WRITTEN EXERCISE. Rewrite the records below, replacing "Practice step" with "Exercise step" everywhere and leaving everything else unchanged.

Dataset items:
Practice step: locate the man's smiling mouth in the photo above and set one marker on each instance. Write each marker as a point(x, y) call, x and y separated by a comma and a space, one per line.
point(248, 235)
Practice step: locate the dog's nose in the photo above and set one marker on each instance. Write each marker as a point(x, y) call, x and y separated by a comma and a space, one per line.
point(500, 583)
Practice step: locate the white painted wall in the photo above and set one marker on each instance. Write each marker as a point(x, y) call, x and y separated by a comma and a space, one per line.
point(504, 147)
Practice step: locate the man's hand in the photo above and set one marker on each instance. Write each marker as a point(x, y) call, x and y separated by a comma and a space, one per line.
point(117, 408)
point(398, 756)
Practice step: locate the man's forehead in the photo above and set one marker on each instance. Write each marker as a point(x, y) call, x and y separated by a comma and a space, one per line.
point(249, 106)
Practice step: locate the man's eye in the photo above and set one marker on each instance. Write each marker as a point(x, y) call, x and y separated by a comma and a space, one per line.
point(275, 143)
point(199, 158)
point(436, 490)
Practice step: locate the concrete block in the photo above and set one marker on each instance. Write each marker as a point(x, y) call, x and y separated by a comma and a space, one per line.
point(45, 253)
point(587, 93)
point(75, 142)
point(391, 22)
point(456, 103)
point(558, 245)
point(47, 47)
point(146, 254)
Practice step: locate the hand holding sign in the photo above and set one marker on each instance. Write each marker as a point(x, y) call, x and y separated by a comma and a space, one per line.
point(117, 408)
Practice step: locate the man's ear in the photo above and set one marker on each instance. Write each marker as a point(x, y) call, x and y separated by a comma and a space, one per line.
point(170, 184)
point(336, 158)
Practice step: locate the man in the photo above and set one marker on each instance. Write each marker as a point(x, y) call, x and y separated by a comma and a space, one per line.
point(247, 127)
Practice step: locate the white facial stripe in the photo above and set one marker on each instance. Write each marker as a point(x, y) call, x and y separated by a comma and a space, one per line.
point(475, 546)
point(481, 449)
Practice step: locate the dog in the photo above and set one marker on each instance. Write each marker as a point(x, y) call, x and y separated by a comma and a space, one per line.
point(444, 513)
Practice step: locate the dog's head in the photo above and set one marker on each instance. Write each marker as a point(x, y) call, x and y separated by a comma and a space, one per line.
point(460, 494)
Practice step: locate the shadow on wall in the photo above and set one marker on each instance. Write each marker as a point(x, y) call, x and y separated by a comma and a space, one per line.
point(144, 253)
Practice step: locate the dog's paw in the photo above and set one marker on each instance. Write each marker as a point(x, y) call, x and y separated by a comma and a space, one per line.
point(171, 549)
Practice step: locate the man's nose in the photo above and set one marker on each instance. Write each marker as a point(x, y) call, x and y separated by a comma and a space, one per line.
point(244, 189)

RESPONSE TO THIS TASK.
Exercise step: locate the man's smiling mouth in the photo above and set one marker on each instance. Write each marker as a point(x, y) call, x and y separated by a comma and a space, one per line.
point(248, 235)
Exercise step: locate the dog's nose in the photo above and set one marker on each instance. Write each marker as a point(x, y) call, x and y separated by a comma and a space, one per line.
point(500, 583)
Exercise step: locate the white painted wall in the photo above and set one marker on each instance. Write each marker as a point(x, y) call, x and y separated by a comma and a space, one per line.
point(504, 147)
Exercise step: locate the man's hand in the photo above and set one marker on each instance. Write each marker as a point(x, y) call, x and y separated by a comma and a space, one per line.
point(117, 408)
point(398, 756)
Exercise step: locate the man's forehead in the photo above and set one marker on each instance. Write each marker as a point(x, y) call, x and y separated by a comma and a space, one per line.
point(249, 106)
Exercise step: locate the man's eye in the photo above and set one marker on each instance. Write each marker as a point(x, y) call, x and y separated by a comma and a space, one per line.
point(275, 143)
point(199, 158)
point(436, 490)
Exercise step: locate the concrete block in the photo above and set one marker on each instance. Write each marker as a point(x, y) call, x and y separated by a comma and a space, one per line.
point(45, 253)
point(587, 93)
point(75, 142)
point(391, 22)
point(456, 103)
point(558, 245)
point(47, 47)
point(146, 254)
Exercise step: locate the hand holding sign in the photo above and set one marker on each instance. Write each marker as a point(x, y) call, x and y separated by a comma and a space, one per line.
point(117, 408)
Exercise step: locate the man's ear in the photo above and set one marker on each instance. Write each marker as a point(x, y) call, x and y separated by a comma and a space, one per line.
point(170, 184)
point(336, 158)
Exercise step: locate the man in the photo above and set one marker on each instance. Write each marker as a point(x, y) call, x and y separated by a comma and a space, one per line.
point(247, 127)
Exercise step: locate the white facial stripe in the photo above and set one marker on each instance. Write each marker as a point(x, y) call, x and y separated by a comma and a space, one per line.
point(475, 546)
point(481, 449)
Exercise step: locate the dog in the photo above and set one marker on each instance. Write each marker as a point(x, y) call, x and y separated by a comma and a space, one per line.
point(444, 513)
Exercise step: locate the dog's head in the photo above and set one marker on each instance. Write each marker as a point(x, y) call, x and y separated by a comma and a space, one per line.
point(460, 494)
Exercise step: locate the shadow on wall in the photo above and set one marker on each instance. Write each marker as a point(x, y) call, x and y separated by a comma and a space, one per line.
point(144, 253)
Exercise step: locate the dog's paw in the photo above and set one marker on each instance. Write each marker as a point(x, y) call, x and y separated by a comma and a space, one per line.
point(171, 549)
Exercise step: locate the man's nose in the photo above and set one marker on each instance. Write each marker as a point(x, y) call, x and y separated by a comma and a space, one per line.
point(244, 189)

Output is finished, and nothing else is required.